Please lay out all of the material below as a Markdown table with two columns, Row and Line, giving each non-blank line its own numbered row and skipping blank lines. Leave the pictures out.
-- START Entries provided --
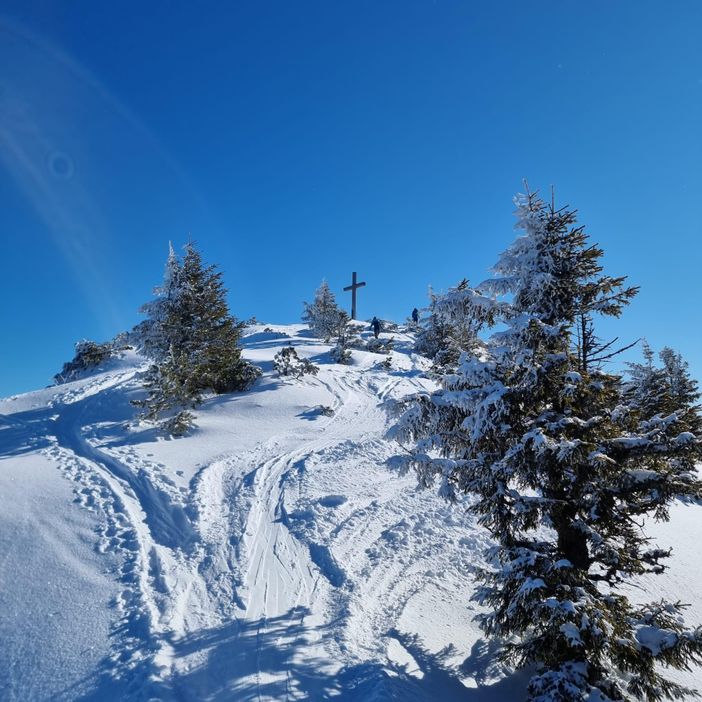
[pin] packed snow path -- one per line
(268, 556)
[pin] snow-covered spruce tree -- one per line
(665, 389)
(450, 326)
(432, 334)
(192, 339)
(323, 315)
(563, 472)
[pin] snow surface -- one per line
(270, 555)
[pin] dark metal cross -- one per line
(353, 287)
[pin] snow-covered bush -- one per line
(287, 362)
(380, 345)
(89, 355)
(564, 468)
(323, 315)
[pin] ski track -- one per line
(232, 550)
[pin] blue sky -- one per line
(300, 140)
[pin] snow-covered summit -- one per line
(268, 555)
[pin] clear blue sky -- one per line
(302, 140)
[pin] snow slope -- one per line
(270, 555)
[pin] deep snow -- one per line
(270, 555)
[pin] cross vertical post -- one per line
(353, 287)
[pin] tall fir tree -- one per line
(563, 471)
(193, 341)
(323, 314)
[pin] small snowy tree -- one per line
(192, 339)
(433, 331)
(452, 325)
(287, 362)
(323, 315)
(89, 355)
(563, 470)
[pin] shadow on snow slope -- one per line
(244, 661)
-- END Entries provided --
The reply:
| Row | Line |
|---|---|
| 1 | [pin] packed snow path -- one per line |
| 2 | (268, 556) |
| 3 | [pin] snow-covered spruce tree -- one per line |
| 4 | (665, 389) |
| 5 | (450, 326) |
| 6 | (432, 334) |
| 7 | (192, 339) |
| 8 | (323, 315) |
| 9 | (563, 472) |
| 10 | [pin] snow surface -- one per line |
| 11 | (270, 555) |
| 12 | [pin] dark metal cross -- one per line |
| 13 | (353, 287) |
| 14 | [pin] snow-covered bush -- one per line |
| 15 | (287, 362) |
| 16 | (380, 345) |
| 17 | (89, 355) |
| 18 | (564, 468) |
| 19 | (323, 315) |
| 20 | [pin] ski track -- one per line |
| 21 | (232, 550) |
| 22 | [pin] blue sky -- one per line |
| 23 | (300, 140) |
| 24 | [pin] snow-covered summit -- one per line |
| 25 | (268, 555) |
| 26 | [pin] clear blue sky -- one per line |
| 27 | (302, 140) |
| 28 | [pin] snow slope -- one per line |
| 29 | (270, 555) |
| 30 | [pin] deep snow -- one per line |
| 31 | (270, 555) |
| 32 | [pin] cross vertical post -- one per line |
| 33 | (353, 287) |
| 34 | [pin] tall fir tree -- one per line |
| 35 | (563, 471) |
| 36 | (193, 341) |
| 37 | (323, 314) |
| 38 | [pin] small snowy tree -- one per line |
| 39 | (192, 339) |
| 40 | (433, 331) |
| 41 | (452, 325) |
| 42 | (287, 362) |
| 43 | (323, 315) |
| 44 | (89, 355) |
| 45 | (563, 470) |
| 46 | [pin] shadow on snow slope -- one per line |
| 47 | (244, 661) |